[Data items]
>> Start

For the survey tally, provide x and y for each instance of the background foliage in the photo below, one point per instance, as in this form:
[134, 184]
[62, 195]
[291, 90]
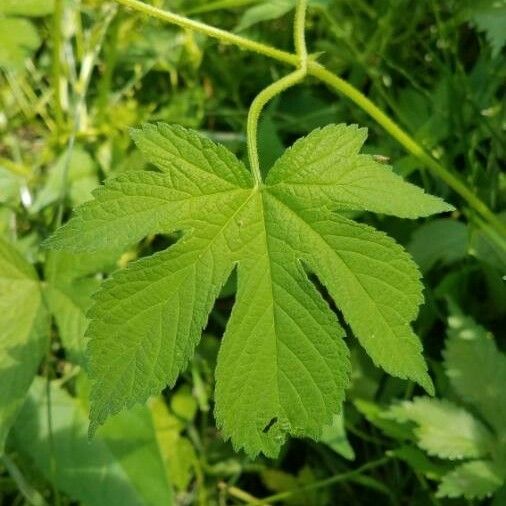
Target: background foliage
[67, 100]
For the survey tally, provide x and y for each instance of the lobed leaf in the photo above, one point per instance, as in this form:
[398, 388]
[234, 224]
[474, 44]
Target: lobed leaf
[283, 366]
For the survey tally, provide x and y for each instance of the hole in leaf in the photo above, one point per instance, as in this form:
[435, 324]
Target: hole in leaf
[269, 426]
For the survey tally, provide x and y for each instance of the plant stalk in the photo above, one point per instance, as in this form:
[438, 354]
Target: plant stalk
[336, 84]
[276, 88]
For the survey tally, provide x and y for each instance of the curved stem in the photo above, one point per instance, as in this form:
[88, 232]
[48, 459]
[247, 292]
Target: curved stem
[254, 114]
[337, 84]
[276, 88]
[282, 496]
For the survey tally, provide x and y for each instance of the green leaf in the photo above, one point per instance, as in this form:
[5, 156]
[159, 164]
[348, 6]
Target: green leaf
[27, 7]
[444, 240]
[283, 366]
[123, 464]
[472, 480]
[476, 368]
[18, 40]
[443, 429]
[78, 174]
[23, 333]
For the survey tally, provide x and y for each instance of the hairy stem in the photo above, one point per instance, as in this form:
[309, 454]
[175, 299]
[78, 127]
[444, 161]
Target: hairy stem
[56, 63]
[276, 88]
[337, 84]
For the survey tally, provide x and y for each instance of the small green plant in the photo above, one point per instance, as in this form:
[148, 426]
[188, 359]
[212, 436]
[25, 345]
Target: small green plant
[468, 427]
[257, 252]
[283, 367]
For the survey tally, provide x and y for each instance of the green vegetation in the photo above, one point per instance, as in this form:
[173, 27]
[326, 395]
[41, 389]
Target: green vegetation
[203, 204]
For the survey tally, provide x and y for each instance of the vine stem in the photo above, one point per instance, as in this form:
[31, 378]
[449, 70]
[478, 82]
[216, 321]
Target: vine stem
[276, 88]
[337, 84]
[56, 63]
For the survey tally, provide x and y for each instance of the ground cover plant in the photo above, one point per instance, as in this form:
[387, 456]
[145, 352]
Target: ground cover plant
[252, 252]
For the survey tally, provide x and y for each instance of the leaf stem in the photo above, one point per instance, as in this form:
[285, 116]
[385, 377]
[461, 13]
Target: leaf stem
[56, 63]
[211, 31]
[276, 88]
[337, 84]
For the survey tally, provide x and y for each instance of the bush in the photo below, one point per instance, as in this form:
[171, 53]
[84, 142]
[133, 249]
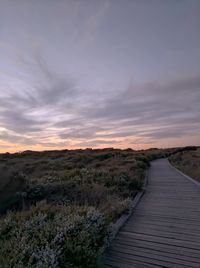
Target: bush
[53, 236]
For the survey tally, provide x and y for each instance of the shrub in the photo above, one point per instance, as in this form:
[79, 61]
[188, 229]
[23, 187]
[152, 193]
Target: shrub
[53, 236]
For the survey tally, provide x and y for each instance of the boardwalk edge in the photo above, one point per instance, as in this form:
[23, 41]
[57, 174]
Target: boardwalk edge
[123, 219]
[184, 175]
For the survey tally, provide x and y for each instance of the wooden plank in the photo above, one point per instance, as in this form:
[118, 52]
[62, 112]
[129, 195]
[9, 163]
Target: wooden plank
[164, 230]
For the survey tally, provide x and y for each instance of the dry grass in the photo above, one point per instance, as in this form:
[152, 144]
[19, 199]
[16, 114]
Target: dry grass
[188, 162]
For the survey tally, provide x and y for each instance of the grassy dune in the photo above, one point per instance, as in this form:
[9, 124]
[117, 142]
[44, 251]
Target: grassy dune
[66, 202]
[188, 162]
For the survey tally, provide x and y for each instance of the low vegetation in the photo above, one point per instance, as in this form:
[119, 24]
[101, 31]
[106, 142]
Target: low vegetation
[188, 161]
[64, 203]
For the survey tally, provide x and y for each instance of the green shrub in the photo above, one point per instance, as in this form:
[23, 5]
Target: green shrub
[53, 236]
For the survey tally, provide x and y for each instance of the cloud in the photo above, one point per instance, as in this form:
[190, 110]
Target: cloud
[53, 111]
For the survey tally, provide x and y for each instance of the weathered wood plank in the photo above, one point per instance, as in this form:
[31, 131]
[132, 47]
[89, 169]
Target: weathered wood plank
[164, 230]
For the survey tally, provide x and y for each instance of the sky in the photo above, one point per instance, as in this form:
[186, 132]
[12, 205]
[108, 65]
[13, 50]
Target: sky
[99, 73]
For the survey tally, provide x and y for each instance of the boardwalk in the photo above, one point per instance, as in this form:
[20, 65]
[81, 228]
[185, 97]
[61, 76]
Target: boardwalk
[164, 230]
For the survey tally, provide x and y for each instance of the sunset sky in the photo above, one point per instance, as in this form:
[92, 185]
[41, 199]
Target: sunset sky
[113, 73]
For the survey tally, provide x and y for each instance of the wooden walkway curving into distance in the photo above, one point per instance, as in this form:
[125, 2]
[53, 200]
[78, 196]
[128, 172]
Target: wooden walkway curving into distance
[164, 230]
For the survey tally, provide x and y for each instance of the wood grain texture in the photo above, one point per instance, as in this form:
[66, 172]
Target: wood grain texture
[164, 230]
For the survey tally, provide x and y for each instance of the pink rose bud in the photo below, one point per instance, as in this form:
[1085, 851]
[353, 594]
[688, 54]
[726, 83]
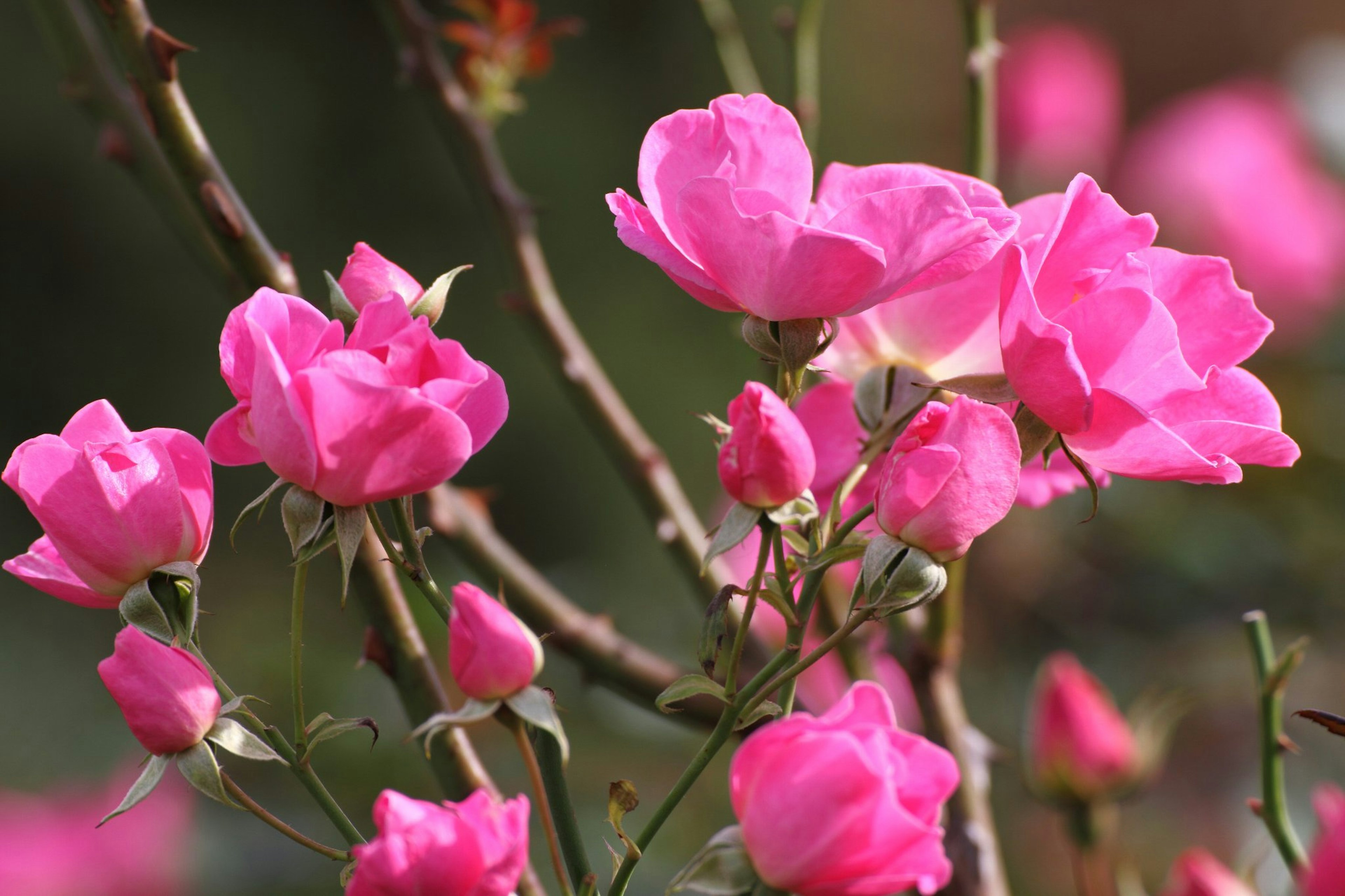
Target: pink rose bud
[368, 278]
[950, 477]
[1062, 103]
[491, 653]
[730, 216]
[1081, 744]
[844, 804]
[474, 848]
[1199, 874]
[166, 693]
[115, 505]
[768, 459]
[1327, 860]
[392, 412]
[1132, 352]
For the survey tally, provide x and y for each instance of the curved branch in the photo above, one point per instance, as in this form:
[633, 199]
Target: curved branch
[150, 54]
[606, 654]
[642, 462]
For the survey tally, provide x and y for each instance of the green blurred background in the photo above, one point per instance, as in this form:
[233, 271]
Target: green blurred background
[304, 105]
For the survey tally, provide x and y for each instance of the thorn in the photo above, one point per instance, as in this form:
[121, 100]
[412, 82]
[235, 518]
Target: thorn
[163, 50]
[112, 145]
[222, 210]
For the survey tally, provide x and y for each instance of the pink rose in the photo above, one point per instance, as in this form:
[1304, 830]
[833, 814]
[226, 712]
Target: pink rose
[768, 458]
[1199, 874]
[1327, 860]
[368, 278]
[730, 217]
[1062, 103]
[54, 848]
[166, 693]
[950, 477]
[115, 505]
[491, 653]
[844, 804]
[474, 848]
[1081, 744]
[1132, 352]
[1230, 171]
[395, 412]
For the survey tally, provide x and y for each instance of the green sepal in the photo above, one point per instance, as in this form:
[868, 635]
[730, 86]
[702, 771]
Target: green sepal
[232, 736]
[537, 708]
[685, 688]
[720, 868]
[144, 786]
[198, 766]
[257, 503]
[350, 532]
[302, 512]
[325, 727]
[736, 527]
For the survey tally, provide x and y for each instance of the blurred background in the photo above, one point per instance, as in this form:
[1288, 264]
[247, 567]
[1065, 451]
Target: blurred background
[304, 105]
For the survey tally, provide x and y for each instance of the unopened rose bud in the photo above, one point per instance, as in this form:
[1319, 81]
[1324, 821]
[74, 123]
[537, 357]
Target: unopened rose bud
[1082, 749]
[166, 693]
[491, 653]
[768, 459]
[950, 477]
[1199, 874]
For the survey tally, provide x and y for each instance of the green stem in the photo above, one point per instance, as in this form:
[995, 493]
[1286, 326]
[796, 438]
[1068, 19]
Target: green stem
[418, 571]
[982, 57]
[720, 736]
[1271, 704]
[740, 638]
[563, 809]
[807, 70]
[251, 805]
[296, 656]
[733, 50]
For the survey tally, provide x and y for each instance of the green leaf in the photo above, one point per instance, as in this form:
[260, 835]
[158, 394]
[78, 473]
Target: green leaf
[993, 389]
[767, 709]
[342, 307]
[241, 742]
[537, 708]
[201, 770]
[139, 609]
[325, 728]
[257, 503]
[715, 627]
[688, 687]
[144, 786]
[302, 512]
[350, 532]
[738, 525]
[720, 868]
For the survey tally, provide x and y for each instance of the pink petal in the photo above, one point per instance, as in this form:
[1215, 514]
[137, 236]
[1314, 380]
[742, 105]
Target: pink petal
[635, 227]
[1129, 442]
[43, 568]
[748, 140]
[777, 268]
[1039, 356]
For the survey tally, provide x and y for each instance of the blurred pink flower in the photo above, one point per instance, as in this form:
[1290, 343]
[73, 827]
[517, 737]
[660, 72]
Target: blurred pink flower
[861, 813]
[1230, 171]
[728, 216]
[1081, 744]
[53, 848]
[1199, 874]
[1062, 104]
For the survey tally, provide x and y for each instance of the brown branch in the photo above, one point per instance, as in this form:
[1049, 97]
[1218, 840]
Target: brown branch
[972, 841]
[150, 53]
[642, 462]
[605, 654]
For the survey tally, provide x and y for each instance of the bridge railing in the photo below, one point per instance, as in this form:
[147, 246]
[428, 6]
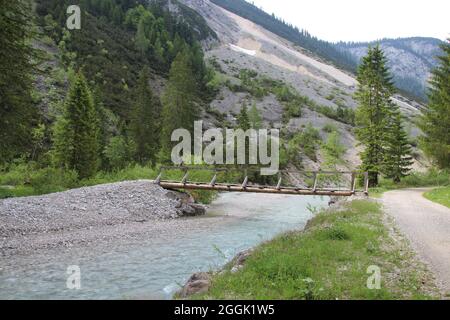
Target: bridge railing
[248, 180]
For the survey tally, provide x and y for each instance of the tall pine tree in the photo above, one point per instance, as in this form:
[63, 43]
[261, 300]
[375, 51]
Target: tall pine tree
[76, 133]
[398, 159]
[145, 121]
[17, 63]
[179, 100]
[435, 122]
[373, 95]
[255, 118]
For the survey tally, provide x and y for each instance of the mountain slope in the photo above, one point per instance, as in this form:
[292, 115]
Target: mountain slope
[248, 57]
[410, 59]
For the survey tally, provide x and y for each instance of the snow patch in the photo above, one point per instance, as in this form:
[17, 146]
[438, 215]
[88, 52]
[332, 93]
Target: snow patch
[239, 49]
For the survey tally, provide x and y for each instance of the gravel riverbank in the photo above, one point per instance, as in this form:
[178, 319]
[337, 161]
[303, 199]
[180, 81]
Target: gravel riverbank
[88, 214]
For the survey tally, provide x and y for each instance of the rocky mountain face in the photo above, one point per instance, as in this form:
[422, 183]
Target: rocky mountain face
[410, 59]
[245, 45]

>> End

Print again, word for word, every line from the line with "of the brown" to the final line of the records, inclusive; skip the pictures.

For the survey tally, provide x and y for each instance of the brown branch in the photo above, one point per instance, as in this form:
[1049, 97]
[1218, 840]
Target: brown branch
[972, 841]
[150, 53]
[642, 462]
[605, 654]
For the survey tally, provide x and y for each instance of the bridge railing in the photo below, one point per instance, as in this form:
[147, 246]
[428, 6]
Target: bridge railing
[248, 180]
For the survey tally, provide x and y for each instance of the tall pine tree in the photo above, one point per instance, as in this form:
[63, 43]
[261, 300]
[375, 51]
Target: tall pine tree
[76, 133]
[398, 159]
[145, 121]
[17, 63]
[179, 100]
[435, 122]
[373, 95]
[255, 118]
For the survey tally, provide x and y for each instance of the mountain slope in the photo above, one point per instance, as in this form:
[292, 115]
Target: mountain slope
[248, 57]
[410, 59]
For the survey tally, provide x and y for each instance of the snow patch in the photo above, one point per instance, as in this form:
[17, 146]
[438, 215]
[88, 52]
[332, 93]
Target: snow patch
[239, 49]
For the survey tally, provide x and y for each instance of the gravel riverbank in the photo above, one point per instance, as in this form:
[178, 319]
[337, 161]
[303, 199]
[180, 81]
Target: gravel riverbank
[88, 214]
For the survey tally, provide x and y for each instance of the rocky mountain face in the photo above, one point per instance, as in this form:
[422, 183]
Target: rocky mountain face
[410, 59]
[245, 45]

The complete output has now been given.